§ EXERCISE PROMPT
Reprint the entire listing exactly.

■ ■ ■ ■

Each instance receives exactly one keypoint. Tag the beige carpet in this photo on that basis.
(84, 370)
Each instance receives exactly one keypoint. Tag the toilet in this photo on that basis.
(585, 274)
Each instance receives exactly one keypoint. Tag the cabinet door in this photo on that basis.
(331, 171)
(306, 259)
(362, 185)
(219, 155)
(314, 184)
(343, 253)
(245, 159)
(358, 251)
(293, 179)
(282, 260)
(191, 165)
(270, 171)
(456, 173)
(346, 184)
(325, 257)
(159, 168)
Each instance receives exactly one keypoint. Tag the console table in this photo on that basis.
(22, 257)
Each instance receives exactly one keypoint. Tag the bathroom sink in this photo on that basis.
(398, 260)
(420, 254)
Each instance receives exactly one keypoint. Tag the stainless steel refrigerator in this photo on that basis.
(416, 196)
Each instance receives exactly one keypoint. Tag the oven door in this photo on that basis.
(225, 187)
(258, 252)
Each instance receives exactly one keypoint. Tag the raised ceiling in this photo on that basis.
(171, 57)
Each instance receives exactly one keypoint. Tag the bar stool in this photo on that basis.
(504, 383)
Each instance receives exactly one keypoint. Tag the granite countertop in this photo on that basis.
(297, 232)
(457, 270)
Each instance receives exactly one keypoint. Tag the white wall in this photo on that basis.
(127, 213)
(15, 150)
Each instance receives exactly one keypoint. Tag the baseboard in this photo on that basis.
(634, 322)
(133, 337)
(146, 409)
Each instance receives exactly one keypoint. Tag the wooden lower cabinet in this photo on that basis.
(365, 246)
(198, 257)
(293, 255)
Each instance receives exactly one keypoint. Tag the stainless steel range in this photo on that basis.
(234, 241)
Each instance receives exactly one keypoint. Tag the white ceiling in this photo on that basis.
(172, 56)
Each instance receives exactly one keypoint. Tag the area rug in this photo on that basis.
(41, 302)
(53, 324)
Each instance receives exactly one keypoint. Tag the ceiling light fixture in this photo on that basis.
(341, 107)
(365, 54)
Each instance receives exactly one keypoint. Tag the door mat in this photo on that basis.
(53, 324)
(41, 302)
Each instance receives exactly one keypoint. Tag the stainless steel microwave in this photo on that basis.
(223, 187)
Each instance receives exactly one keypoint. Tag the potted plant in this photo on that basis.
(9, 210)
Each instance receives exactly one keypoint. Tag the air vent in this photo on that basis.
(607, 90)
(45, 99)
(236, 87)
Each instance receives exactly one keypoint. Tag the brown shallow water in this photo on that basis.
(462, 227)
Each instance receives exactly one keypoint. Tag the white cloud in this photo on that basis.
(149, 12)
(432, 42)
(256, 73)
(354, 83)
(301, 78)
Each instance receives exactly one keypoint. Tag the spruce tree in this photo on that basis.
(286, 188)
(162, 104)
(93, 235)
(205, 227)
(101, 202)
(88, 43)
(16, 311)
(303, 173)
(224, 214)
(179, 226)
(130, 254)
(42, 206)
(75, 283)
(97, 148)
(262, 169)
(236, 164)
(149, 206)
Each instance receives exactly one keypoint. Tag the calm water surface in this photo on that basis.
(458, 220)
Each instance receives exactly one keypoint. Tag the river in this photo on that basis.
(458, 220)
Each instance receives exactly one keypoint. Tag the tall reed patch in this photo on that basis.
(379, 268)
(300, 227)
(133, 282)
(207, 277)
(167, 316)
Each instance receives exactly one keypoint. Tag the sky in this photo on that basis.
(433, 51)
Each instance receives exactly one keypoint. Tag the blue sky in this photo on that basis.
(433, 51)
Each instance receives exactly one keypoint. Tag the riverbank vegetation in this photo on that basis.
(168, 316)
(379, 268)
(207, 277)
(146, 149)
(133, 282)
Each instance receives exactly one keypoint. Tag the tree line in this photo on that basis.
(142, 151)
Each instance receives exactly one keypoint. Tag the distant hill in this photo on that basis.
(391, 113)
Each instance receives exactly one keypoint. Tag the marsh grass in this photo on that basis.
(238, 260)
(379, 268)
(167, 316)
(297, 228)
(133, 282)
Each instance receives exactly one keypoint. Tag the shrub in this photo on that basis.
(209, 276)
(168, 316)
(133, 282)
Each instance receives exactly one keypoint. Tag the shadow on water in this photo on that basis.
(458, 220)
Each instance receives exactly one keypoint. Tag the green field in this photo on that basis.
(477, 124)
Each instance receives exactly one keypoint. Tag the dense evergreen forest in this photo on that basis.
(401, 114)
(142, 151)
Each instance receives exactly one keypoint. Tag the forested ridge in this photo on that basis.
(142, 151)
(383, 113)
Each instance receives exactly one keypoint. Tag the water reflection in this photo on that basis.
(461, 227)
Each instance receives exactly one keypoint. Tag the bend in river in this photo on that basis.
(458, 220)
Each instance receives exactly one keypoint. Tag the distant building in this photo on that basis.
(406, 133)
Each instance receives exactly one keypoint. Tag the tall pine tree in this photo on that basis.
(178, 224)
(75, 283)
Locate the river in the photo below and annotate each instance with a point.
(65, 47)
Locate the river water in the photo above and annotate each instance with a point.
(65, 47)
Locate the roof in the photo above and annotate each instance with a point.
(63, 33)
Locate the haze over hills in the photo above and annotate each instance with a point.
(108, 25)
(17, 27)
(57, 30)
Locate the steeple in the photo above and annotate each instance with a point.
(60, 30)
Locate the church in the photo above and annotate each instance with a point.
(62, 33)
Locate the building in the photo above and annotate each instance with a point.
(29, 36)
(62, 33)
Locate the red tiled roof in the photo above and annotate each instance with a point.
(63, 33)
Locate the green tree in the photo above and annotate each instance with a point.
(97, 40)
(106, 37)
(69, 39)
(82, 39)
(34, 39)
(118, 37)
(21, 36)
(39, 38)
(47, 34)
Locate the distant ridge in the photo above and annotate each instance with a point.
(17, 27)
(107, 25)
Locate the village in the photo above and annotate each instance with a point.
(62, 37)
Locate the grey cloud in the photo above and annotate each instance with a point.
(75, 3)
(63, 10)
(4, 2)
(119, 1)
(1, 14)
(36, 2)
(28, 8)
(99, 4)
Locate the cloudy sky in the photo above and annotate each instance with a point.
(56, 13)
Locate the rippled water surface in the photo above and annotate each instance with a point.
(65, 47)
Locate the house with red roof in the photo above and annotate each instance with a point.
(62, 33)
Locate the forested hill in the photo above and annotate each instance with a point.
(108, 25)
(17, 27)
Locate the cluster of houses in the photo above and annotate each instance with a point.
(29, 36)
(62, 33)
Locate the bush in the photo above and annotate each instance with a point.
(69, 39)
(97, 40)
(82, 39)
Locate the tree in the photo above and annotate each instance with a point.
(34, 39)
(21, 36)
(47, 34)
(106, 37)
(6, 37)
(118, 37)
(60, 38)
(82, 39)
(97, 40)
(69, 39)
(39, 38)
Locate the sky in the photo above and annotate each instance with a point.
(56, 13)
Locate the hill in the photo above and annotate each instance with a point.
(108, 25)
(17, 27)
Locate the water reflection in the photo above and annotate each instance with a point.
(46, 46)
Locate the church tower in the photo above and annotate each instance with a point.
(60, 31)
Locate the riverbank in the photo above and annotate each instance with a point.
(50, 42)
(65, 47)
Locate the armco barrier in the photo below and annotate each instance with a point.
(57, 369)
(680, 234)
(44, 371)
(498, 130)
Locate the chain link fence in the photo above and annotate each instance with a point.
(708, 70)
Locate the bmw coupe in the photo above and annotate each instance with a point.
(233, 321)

■ ■ ■ ■

§ WRITTEN SOLUTION
Each instance receives exactly one keypoint. Tag the beige carpet in this photo on that basis.
(84, 370)
Each instance receives exactly one keypoint. Tag the toilet in this photo on that basis.
(585, 274)
Each instance receives exactly one keypoint. Tag the cabinet door in this photo on that basis.
(331, 171)
(306, 259)
(362, 185)
(219, 155)
(314, 184)
(343, 253)
(245, 159)
(358, 251)
(293, 179)
(282, 260)
(191, 165)
(270, 171)
(456, 173)
(346, 184)
(325, 257)
(159, 168)
Each instance receives exactly one keypoint. Tag the console table in this photo on that basis.
(22, 257)
Each instance receives exactly one keypoint. Tag the bathroom sink in this photo on that basis.
(398, 260)
(420, 254)
Each instance receives exactly one keypoint. Tag the stainless steel refrigerator in this photo on that basis.
(416, 196)
Each instance receives exactly one keypoint. Tag the oven door in this photo on that basis.
(225, 187)
(258, 252)
Each instance receives exactly one keypoint. Tag the raised ceiling in this photo on that basis.
(171, 57)
Each instance receives exactly one keypoint. Tag the bar stool in this photo on that basis.
(504, 383)
Each instance receives exactly one keypoint. Tag the granite countertop in this photo on that basis.
(297, 232)
(457, 270)
Each instance receives exactly one keypoint. Tag the white wall in this photo on that basis.
(127, 213)
(15, 150)
Each instance receives exactly one keypoint. Tag the baseboard in this photo on that basis.
(634, 322)
(133, 337)
(146, 409)
Each instance receives exactly one keypoint. Tag the wooden lower cabinet in this photo on that basis.
(365, 246)
(198, 257)
(293, 255)
Each instance receives exactly one keypoint. Tag the stainless steel range in this photo on that basis.
(234, 241)
Each instance receives exactly one keypoint. Tag the white ceiling in this photo on that basis.
(172, 56)
Each instance receives exactly one keypoint. Tag the area rug in this photo on that basis.
(41, 302)
(53, 324)
Each instance receives exactly one keypoint. Tag the ceiling light fixture in this photo on that basis.
(341, 107)
(365, 54)
Each instance receives exactly one keypoint. Tag the door mat in this photo on that basis.
(53, 324)
(41, 302)
Each instance receives exactly one keypoint. Tag the stainless steel microwave in this photo on that basis.
(223, 187)
Each instance receives exactly one keypoint. Tag the potted plant in this photo on that basis.
(9, 210)
Each instance receives exactly one keypoint. Tag the air vent in this photo on that basis.
(607, 90)
(45, 99)
(236, 87)
Each instance receives exactly one keypoint. Tag the brown shallow water in this photo on that basis.
(462, 227)
Each instance receives exactly one keypoint. Tag the white cloud in this photo on that basis.
(149, 12)
(432, 42)
(256, 73)
(354, 83)
(301, 78)
Each instance receives exactly one keypoint. Tag the spruce tree in this photo on that basis.
(286, 188)
(162, 104)
(93, 235)
(205, 227)
(101, 202)
(88, 43)
(16, 311)
(303, 173)
(224, 214)
(179, 226)
(130, 254)
(42, 206)
(75, 283)
(97, 148)
(262, 169)
(236, 164)
(149, 206)
Each instance receives exactly one keypoint. Tag the calm water surface in this photo on that basis.
(458, 220)
Each instance receives exactly one keypoint. Tag the river in this photo on that basis.
(458, 220)
Each instance receives exactly one keypoint. Tag the tall reed patch in this photo on that basis.
(379, 268)
(300, 227)
(133, 282)
(207, 277)
(167, 316)
Each instance receives exactly one keypoint. Tag the sky in this photo on that basis.
(433, 51)
Each instance receives exactly one keypoint. Tag the blue sky in this photo on that basis.
(433, 51)
Each instance receives exactly one keypoint. Tag the riverbank vegetation in this photo on that basis.
(168, 316)
(379, 268)
(207, 277)
(146, 149)
(133, 282)
Each instance receives exactly one keypoint. Tag the tree line in this photo on that basis.
(142, 151)
Each instance receives exactly one keypoint. Tag the distant hill in this photo on that basis.
(391, 113)
Each instance receives exactly one keypoint. Tag the marsh grass in this photo on that basis.
(238, 260)
(379, 268)
(167, 316)
(297, 228)
(133, 282)
Each instance receives exactly one keypoint. Tag the shrub in this photo on that basis.
(209, 276)
(168, 316)
(133, 282)
Each instance receives exactly one keypoint. Tag the shadow on water in this photo on that basis.
(458, 220)
Each instance receives exactly one keypoint. Tag the green field in this photo on that basis.
(477, 124)
Each instance receives exactly one keypoint. Tag the dense evergreen forest in this photo on that basis.
(401, 114)
(142, 151)
Each instance receives exactly one keypoint. Tag the forested ridge in this photo on that basis.
(142, 151)
(383, 113)
Each instance receives exactly one keypoint. Tag the water reflection in this photo on that basis.
(461, 227)
Each instance receives exactly one keypoint. Tag the bend in river in this photo on that basis.
(458, 220)
Each instance receives exactly one keypoint. Tag the distant building in this photo on that basis.
(406, 133)
Each instance receives exactly one keypoint. Tag the tall pine tree in this photo on that basis.
(178, 224)
(75, 283)
Locate the river in the photo below and annotate each instance with a point.
(65, 47)
Locate the river water in the photo above and annotate each instance with a point.
(65, 47)
Locate the roof in the photo above and annotate each instance with a point.
(63, 33)
Locate the haze over hills in the photo above and annotate each instance with a point.
(108, 25)
(17, 27)
(57, 30)
Locate the steeple in the photo above and annotate each instance with a point.
(60, 30)
Locate the church in the photo above and annotate each instance with a point.
(62, 33)
Locate the building in the photo above and annotate each instance with a point.
(29, 36)
(62, 33)
Locate the red tiled roof in the photo above and annotate each instance with a point.
(63, 33)
Locate the green tree in the photo above and annotate each instance with a point.
(97, 40)
(106, 37)
(69, 39)
(82, 39)
(34, 39)
(118, 37)
(21, 36)
(39, 38)
(47, 34)
Locate the distant ridge in the photo above and annotate each instance with a point.
(17, 27)
(107, 25)
Locate the village in the photo above and annotate each instance with a point.
(62, 37)
Locate the grey cloud in the photo above and annotate each instance with a point.
(75, 3)
(63, 10)
(4, 2)
(119, 1)
(1, 14)
(36, 2)
(28, 8)
(99, 4)
Locate the cloudy sky in the photo above and annotate each instance with a point.
(56, 13)
Locate the rippled water surface in the photo above and annotate each instance with a point.
(65, 47)
Locate the house with red roof in the photo above and annotate each instance with a point.
(62, 33)
Locate the forested hill in the photo above and annotate each instance with a point.
(108, 25)
(17, 27)
Locate the cluster of houses in the photo above and annotate each instance with a point.
(29, 36)
(62, 33)
Locate the bush in the photo above and annotate each instance with a point.
(69, 39)
(97, 40)
(82, 39)
Locate the tree in the photo above and annotate each instance with a point.
(34, 39)
(21, 36)
(47, 34)
(106, 37)
(6, 37)
(118, 37)
(60, 38)
(82, 39)
(97, 40)
(69, 39)
(39, 38)
Locate the sky in the photo above and annotate each instance with a point.
(56, 13)
Locate the hill in the photo above and annotate each instance with a point.
(108, 25)
(17, 27)
Locate the water reflection in the photo above and annotate each instance with a point.
(46, 46)
Locate the church tower in the photo above and annotate each instance with a point.
(60, 31)
Locate the riverbank in the photo above and annotate each instance with a point.
(50, 42)
(65, 47)
Locate the armco barrier in the photo below and annotate each instance with a point.
(57, 369)
(680, 234)
(44, 371)
(498, 130)
Locate the chain link fence in the photo above and annotate each instance with a point.
(708, 70)
Locate the bmw coupe in the photo above and annotate each instance with a point.
(233, 321)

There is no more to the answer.